YABANCISI da yerlisi de aynı düşüncede:‘‘Çin, 10 yıl içinde Asya'da ticaretin merkezi olacak...’’
Çin yönetimi, küresel dünyanın önüne koyduğu bu hedefe ulaşabilmek için verdiği çabada, değişimin sancısını yaşıyor.
Öncelikle, yakın geçmişte adını anmadan güne başlayamadığı ‘‘Önder Mao’’ hafızalardan silinmiş.
Türkiye'de hálá peşinden koşturanların bulunduğu ‘‘Mao ideolojisi’’ kendi vatanında ölmüş.
Pekin'de fotoğrafının asılı olduğu tek yer, Tiananmen Meydanı'nın ortasında yer alan kabrinin karşısında bulunan Yasak Şehir'in giriş kapısının üstü.
Ayrıca, ülkenin en değerli parası olan 100 Yuen'lerde ve turistlere satılan demir madalyonlarda da varlığını koruyor.
Ardından ‘‘Uzun Yürüyüş’’ün yapıldığı Kırmızı Kitap ise sokak satıcılarının elinde turistik eşya olmuş.
Bir zamanlar herkesin tek tip giydiği, dik yakalı, yeşil renkli Mao'nun ünlü giysisi Zhong Shanfu'yu bırakın giyeni bulmayı, satan mağaza dahi kalmamış.
ÖNCE EKONOMİ
Globalizmin getirdiği yenilik ve diğer sosyalist ülkelerdeki değişimi aslında Çin 1978'de yakalamış.
Değişimden en fazla nasibini de ekonomi almış.
Uygulanan yönetimin adı, Çin yöneticilerinin deyimiyle; piyasa sosyalizmi...
‘‘İstikrar için önce ekonomi’’ ilkesi, liberalizmin, sosyalizme ağır basmasına neden olmuş.
İşadamları da ülke idaresinde söz sahibi olan parti yönetimine ilk kez girmeye başlamış.
Liberalizmin getirdiği en büyük sorun, özelleştirmeyle birlikte ortaya çıkan işsizlik ve sosyal güvenlik.
Değişimin yüzünü en fazla gösterdiği bir diğer alan ise kentleşme.
Başkent Pekin'de 2008'de yapılacak olan olimpiyatlara kadar bir tek eski yapının kalmaması, hepsinin yıkılıp yerine yüksek binaların yapılması kararlaştırılmış.
Bugüne kadar 30 milyon metrekarelik yeni yapı inşa edilmiş.

+++++

**Görev tanımı**
Çin'deki değişimi anlatan metinde "İşadamları da ülke" sözlerinden "yapı inşa edilmiş." sözlerine kadar uzanan bölümü hiç değiştirmeden kopyalar mısın?

Bir veri kümesinde listelenen öğeler:
+++++

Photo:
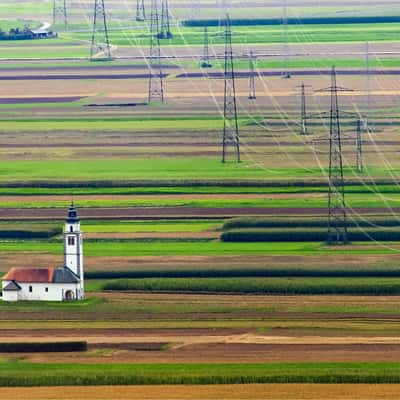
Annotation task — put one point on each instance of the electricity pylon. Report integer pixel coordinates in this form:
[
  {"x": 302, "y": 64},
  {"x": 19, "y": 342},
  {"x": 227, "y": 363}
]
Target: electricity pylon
[
  {"x": 359, "y": 156},
  {"x": 205, "y": 62},
  {"x": 156, "y": 80},
  {"x": 140, "y": 11},
  {"x": 165, "y": 30},
  {"x": 252, "y": 83},
  {"x": 231, "y": 129},
  {"x": 60, "y": 14},
  {"x": 100, "y": 48},
  {"x": 337, "y": 213}
]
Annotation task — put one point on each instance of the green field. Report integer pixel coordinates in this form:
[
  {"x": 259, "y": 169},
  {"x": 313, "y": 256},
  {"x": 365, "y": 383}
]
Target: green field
[
  {"x": 190, "y": 247},
  {"x": 26, "y": 374},
  {"x": 164, "y": 169}
]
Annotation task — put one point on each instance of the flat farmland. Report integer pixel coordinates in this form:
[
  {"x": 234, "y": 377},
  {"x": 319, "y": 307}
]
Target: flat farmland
[{"x": 175, "y": 306}]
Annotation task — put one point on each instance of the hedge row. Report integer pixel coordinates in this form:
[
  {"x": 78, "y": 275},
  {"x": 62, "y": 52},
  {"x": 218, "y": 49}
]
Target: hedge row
[
  {"x": 42, "y": 347},
  {"x": 305, "y": 235},
  {"x": 295, "y": 21},
  {"x": 303, "y": 222}
]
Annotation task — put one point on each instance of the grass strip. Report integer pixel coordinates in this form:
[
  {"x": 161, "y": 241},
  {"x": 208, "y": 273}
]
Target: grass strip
[
  {"x": 281, "y": 286},
  {"x": 25, "y": 374}
]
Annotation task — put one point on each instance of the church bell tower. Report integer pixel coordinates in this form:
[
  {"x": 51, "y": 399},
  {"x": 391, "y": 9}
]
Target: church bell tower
[{"x": 73, "y": 252}]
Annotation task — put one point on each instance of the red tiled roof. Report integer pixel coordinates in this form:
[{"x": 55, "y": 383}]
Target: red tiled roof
[{"x": 34, "y": 275}]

+++++

**Çözüm**
İşadamları da ülke idaresinde söz sahibi olan parti yönetimine ilk kez girmeye başlamış.
Liberalizmin getirdiği en büyük sorun, özelleştirmeyle birlikte ortaya çıkan işsizlik ve sosyal güvenlik.
Değişimin yüzünü en fazla gösterdiği bir diğer alan ise kentleşme.
Başkent Pekin'de 2008'de yapılacak olan olimpiyatlara kadar bir tek eski yapının kalmaması, hepsinin yıkılıp yerine yüksek binaların yapılması kararlaştırılmış.
Bugüne kadar 30 milyon metrekarelik yeni yapı inşa edilmiş.